:: Free-text object descriptions ::
=======

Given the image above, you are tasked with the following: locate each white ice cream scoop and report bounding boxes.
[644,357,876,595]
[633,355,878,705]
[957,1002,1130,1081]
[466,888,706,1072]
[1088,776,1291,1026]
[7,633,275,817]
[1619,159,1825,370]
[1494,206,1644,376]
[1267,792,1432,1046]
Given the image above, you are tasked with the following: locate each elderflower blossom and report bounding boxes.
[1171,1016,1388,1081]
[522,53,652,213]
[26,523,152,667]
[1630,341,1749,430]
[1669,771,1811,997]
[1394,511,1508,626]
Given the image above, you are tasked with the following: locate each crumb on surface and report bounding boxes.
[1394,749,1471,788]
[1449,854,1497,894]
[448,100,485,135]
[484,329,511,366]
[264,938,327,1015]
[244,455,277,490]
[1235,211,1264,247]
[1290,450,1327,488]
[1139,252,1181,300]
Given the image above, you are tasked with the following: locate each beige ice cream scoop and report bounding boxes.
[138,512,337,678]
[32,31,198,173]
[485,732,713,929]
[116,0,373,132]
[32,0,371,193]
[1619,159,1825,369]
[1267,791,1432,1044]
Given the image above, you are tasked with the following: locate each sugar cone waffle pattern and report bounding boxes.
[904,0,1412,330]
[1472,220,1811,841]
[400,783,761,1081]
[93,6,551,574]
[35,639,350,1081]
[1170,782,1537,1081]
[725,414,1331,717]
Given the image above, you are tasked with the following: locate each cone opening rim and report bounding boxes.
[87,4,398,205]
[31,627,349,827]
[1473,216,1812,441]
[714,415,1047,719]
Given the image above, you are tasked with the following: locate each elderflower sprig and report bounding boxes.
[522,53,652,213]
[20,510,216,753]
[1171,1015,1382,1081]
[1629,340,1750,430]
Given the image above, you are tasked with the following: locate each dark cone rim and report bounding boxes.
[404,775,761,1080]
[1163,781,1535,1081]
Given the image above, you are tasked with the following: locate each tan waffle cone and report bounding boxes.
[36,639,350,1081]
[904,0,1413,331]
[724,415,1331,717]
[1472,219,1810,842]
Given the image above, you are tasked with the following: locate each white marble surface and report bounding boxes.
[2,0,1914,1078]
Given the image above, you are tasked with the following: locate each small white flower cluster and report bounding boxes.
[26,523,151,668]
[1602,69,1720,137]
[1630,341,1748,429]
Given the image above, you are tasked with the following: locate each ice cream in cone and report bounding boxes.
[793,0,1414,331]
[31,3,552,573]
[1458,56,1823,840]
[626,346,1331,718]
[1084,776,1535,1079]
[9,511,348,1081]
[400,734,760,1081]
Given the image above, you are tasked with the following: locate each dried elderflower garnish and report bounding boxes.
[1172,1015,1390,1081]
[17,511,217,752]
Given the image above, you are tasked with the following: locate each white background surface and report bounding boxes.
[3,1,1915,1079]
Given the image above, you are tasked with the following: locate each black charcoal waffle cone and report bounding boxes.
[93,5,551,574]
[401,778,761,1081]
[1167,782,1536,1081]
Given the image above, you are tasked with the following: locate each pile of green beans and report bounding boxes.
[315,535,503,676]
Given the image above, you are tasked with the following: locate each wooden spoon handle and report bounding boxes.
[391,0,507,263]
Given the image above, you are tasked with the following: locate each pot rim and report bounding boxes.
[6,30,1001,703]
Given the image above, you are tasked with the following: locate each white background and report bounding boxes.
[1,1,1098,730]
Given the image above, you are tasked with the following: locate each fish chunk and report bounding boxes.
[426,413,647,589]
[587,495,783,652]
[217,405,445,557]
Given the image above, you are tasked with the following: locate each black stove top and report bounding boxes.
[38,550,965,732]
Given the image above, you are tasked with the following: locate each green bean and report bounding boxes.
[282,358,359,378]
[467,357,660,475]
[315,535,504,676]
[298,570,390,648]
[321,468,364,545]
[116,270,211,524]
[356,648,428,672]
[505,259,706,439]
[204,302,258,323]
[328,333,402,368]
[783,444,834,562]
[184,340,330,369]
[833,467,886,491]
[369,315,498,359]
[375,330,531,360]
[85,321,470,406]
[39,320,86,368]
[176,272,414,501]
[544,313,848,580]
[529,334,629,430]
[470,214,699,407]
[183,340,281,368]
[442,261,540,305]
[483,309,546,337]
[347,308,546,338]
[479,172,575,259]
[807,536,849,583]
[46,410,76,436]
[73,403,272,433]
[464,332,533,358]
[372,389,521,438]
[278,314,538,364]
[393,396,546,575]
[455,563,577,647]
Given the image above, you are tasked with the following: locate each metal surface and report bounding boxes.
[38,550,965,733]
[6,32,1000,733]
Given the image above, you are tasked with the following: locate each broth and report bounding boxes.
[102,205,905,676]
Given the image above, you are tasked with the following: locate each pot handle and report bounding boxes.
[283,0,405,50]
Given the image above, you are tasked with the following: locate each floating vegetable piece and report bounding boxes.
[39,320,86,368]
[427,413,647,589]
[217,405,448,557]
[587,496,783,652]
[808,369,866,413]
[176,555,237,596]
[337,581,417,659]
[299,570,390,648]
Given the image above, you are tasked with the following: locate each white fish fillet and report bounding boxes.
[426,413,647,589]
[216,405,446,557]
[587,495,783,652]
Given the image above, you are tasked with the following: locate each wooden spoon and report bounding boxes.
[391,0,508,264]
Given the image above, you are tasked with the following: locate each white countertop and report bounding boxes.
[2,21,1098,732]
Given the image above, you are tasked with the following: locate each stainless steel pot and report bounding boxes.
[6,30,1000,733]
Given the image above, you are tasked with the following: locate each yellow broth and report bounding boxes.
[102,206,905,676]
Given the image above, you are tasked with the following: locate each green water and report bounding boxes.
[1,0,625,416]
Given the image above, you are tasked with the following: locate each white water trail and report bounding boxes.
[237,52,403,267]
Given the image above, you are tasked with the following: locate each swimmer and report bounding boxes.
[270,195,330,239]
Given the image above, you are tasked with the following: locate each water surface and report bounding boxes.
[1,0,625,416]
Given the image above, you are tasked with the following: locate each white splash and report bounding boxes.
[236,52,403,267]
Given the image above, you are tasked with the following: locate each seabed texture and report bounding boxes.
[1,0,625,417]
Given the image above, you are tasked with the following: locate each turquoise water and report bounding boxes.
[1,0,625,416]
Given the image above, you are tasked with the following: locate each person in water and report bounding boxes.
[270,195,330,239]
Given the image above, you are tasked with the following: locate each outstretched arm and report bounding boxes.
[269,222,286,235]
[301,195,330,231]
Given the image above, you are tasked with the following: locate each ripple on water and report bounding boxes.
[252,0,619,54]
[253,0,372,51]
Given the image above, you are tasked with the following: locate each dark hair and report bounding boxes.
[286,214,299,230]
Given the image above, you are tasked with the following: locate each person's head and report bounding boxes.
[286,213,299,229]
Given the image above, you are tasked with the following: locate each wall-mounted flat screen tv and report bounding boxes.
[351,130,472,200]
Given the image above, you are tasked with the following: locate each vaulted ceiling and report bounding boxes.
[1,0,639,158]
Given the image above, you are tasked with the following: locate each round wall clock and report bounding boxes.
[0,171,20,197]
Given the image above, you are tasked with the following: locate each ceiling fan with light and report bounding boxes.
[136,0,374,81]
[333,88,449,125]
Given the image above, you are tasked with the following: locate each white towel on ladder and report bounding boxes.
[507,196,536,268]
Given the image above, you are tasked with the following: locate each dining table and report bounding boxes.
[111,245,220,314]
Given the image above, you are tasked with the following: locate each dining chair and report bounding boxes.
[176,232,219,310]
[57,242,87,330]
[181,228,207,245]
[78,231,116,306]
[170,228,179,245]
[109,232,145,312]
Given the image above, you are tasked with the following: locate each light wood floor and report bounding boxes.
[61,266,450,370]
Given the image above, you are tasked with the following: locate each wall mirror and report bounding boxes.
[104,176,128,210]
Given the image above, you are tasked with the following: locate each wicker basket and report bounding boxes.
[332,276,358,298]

=======

:: EXERCISE AIM ::
Extract the complete set of records unchanged.

:: COMPLETED EXERCISE ::
Given the image above, you are tasked with the following: locate each white ice cream scoop and report bounding boxes.
[644,357,876,595]
[633,355,878,705]
[957,1002,1130,1081]
[466,888,706,1072]
[1088,776,1291,1026]
[7,633,275,817]
[1619,159,1825,370]
[1494,206,1644,376]
[1267,792,1432,1046]
Given the image above, you are tasked with the following: locate each elderflower blossom and report bounding boxes.
[1171,1016,1388,1081]
[522,53,652,213]
[26,523,152,667]
[1630,341,1749,430]
[1669,771,1811,997]
[1394,511,1508,626]
Given the image above, you are tasked with the following: locate each crumb on surface and report bounding boxes.
[1394,749,1471,788]
[1449,854,1497,894]
[448,100,485,135]
[484,329,511,366]
[264,938,327,1015]
[244,455,277,490]
[1235,211,1264,247]
[1290,450,1327,488]
[1139,252,1181,300]
Given the image above, you are tasked with the following: locate each beige ice cream scoop and report bounding boxes.
[138,512,337,678]
[32,31,198,173]
[485,732,713,929]
[116,0,373,132]
[32,0,371,193]
[1619,159,1825,369]
[1267,791,1432,1044]
Given the image above, you are tasked with the following: locate each sugar cone waffle pattern and report bounding boxes.
[904,0,1412,330]
[1472,220,1811,841]
[400,783,761,1081]
[93,6,551,574]
[35,639,350,1081]
[1170,782,1537,1081]
[725,414,1331,717]
Given the image above, you are tasked with the following: locate each cone opening rim and report bounding boxes.
[87,4,398,205]
[31,627,349,827]
[1473,216,1812,441]
[714,415,1047,719]
Given the image above, you are tasked with the following: locate each elderflower sprig and report bounding boxes.
[522,53,652,213]
[20,510,216,753]
[1171,1015,1382,1081]
[1629,340,1750,430]
Given the image above, you are tasked with the following: locate each dark cone rim and report bounding boxes.
[404,775,761,1080]
[1163,781,1535,1081]
Given the image above, you are tasked with the following: locate each tan waffle cone and report bounding boxes.
[36,639,350,1081]
[904,0,1413,331]
[724,415,1331,717]
[1472,219,1810,842]
Given the image above, you are tasked with the following: locate each white marble surface and report bounding boxes.
[2,0,1914,1078]
Given the image above, you are tasked with the following: locate each small white flower cluster and report bounding boxes.
[26,523,151,668]
[1602,69,1720,137]
[1630,341,1748,429]
Given the image above, you are tasked with the following: locate each ice cream in cone and report bounding boxes.
[793,0,1414,331]
[31,3,552,573]
[1458,56,1823,840]
[626,346,1331,718]
[1084,776,1535,1079]
[9,511,348,1081]
[400,734,760,1081]
Given the image above, you are tasked with the following: locate each dried elderflower garnish and report bounding boxes.
[1172,1015,1390,1081]
[17,511,217,752]
Given the image above, you are tasked with the following: locate each white background surface and report bounding boxes.
[3,1,1915,1079]
Given the image above, you are tasked with the following: locate each black charcoal waffle cone and report bounding boxes.
[93,5,551,574]
[401,778,761,1081]
[1167,782,1536,1081]
Given the image above, you are tasked with the following: locate each pile of green beans and report bounding boxes.
[315,535,503,676]
Given the image above, you are tasked with the following: locate each wooden spoon handle and report bounding boxes.
[391,0,507,263]
Given the image above, you are tasked with the following: locate each pot rim and report bounding boxes.
[6,30,1001,703]
Given the image above, you are tasked with the following: locate each white background and report bounding boxes.
[1,1,1098,730]
Given the image above, you are tasked with the following: locate each fish chunk and report bounding boxes.
[426,413,647,589]
[587,495,783,652]
[217,405,445,557]
Given the image above, you are tasked with the following: locate each black stove top and report bounding boxes.
[38,550,965,732]
Given the image above, you are tasked with the following: locate each green bean and report bounding boxes.
[282,358,359,378]
[467,357,660,475]
[315,535,504,676]
[298,570,390,648]
[321,468,364,545]
[116,270,211,524]
[356,648,428,672]
[505,259,706,439]
[204,302,258,323]
[328,333,402,368]
[783,444,834,562]
[184,340,330,369]
[833,467,886,491]
[369,315,498,359]
[375,330,531,360]
[85,321,470,406]
[39,320,86,368]
[176,272,414,501]
[544,313,848,580]
[529,334,629,430]
[470,214,699,407]
[183,340,281,368]
[442,261,540,305]
[483,309,546,337]
[347,308,546,338]
[479,172,575,259]
[807,536,849,583]
[46,410,76,436]
[73,403,272,433]
[464,332,533,358]
[372,389,521,438]
[278,314,538,364]
[393,396,546,575]
[455,563,577,647]
Given the image above, you are tasked with the following: locate each metal surface and report bounding boxes.
[38,550,965,733]
[6,32,1000,733]
Given the image above, you are tasked with the following: locate each broth and report bounding boxes.
[102,205,905,676]
Given the image above, you are tasked with the following: locate each pot handle and report bounding boxes.
[283,0,405,50]
Given the image above, you are tasked with the following: locate each floating vegetable piece and report bounding boxes.
[39,320,86,368]
[427,413,647,589]
[217,405,448,557]
[587,496,783,652]
[808,369,866,413]
[176,555,237,596]
[337,581,417,659]
[299,570,390,648]
Given the image above, you are tasked with the following: locate each white fish fillet and report bounding boxes.
[426,413,647,589]
[216,405,446,557]
[587,495,783,652]
Given the image above, you are tasked with the following: locate each wooden spoon and report bounding boxes.
[391,0,508,264]
Given the image above, you are tasked with the following: locate each white countertop and report bounding boxes.
[2,21,1098,732]
Given the image above, you are tasked with the following: locate each stainless steel pot and report bounding boxes.
[6,30,1000,733]
Given the image above, you are tasked with the following: locate each yellow broth and report bounding boxes.
[102,206,905,676]
Given the image above, you are tasked with the following: locate each green water and report bounding boxes.
[1,0,625,416]
Given the image above, you are tasked with the following: locate each white water trail and report bounding boxes.
[237,52,403,267]
Given the image above, you are tasked with the following: locate each swimmer and report bounding boxes.
[270,195,330,239]
Given the image above, you are tasked with the following: locate each water surface and report bounding boxes.
[1,0,625,416]
Given the image above, you are tasked with the following: locate each white splash and report bounding boxes.
[236,52,403,267]
Given the image above, you are tasked with the following: locate each seabed texture and report bounding boxes.
[1,0,625,417]
Given the image above, you are tasked with the following: locate each turquoise water and report bounding boxes.
[1,0,625,416]
Given the image above, you are tasked with the following: locate each person in water and report bounding boxes.
[270,195,330,239]
Given the image above, you are tasked with the following: locate each outstretched arm and report bounding boxes.
[269,222,286,235]
[301,195,330,231]
Given the image above, you are tasked with the following: locate each ripple on water and report bounding boxes.
[252,0,619,54]
[253,0,372,51]
Given the image above, you are tasked with the following: locate each dark hair and report bounding boxes.
[286,214,299,230]
Given the image above, you are tasked with the following: locate each person's head and report bounding boxes.
[286,213,299,229]
Given the image above, you are tasked with the following: locate each wall-mounted flat screen tv and report bounding boxes.
[351,130,472,200]
Given the image above, you are tasked with the following: locate each vaulted ceiling and report bounding boxes.
[1,0,639,158]
Given the image above, you are tasked with the following: locate each round wall clock and report bounding boxes.
[0,171,20,197]
Given the image above, you are tasked with the following: locate each ceiling fan with light and report bounding boxes.
[136,0,374,81]
[333,88,449,125]
Given the image above, you are tasked with the following: locate each white towel on ladder and report bounding boxes.
[507,196,536,268]
Given the image above, you are tasked with the following: locate each dining table and report bounding boxes.
[111,245,220,314]
Given the image above, you are tasked with the following: locate each dining chair and report bounding boxes.
[176,232,219,310]
[57,242,87,330]
[181,228,207,245]
[78,231,116,306]
[170,228,179,245]
[109,232,145,312]
Given the image above, you are tasked with the following: locate each light wood floor and report bounding boxes.
[61,266,450,370]
Given the image above, you are tasked with the following: locate each wall mirror and report bounding boxes.
[104,176,128,210]
Given the image above, you are tasked with the following: locate each wicker basket and report bounding boxes.
[332,276,358,298]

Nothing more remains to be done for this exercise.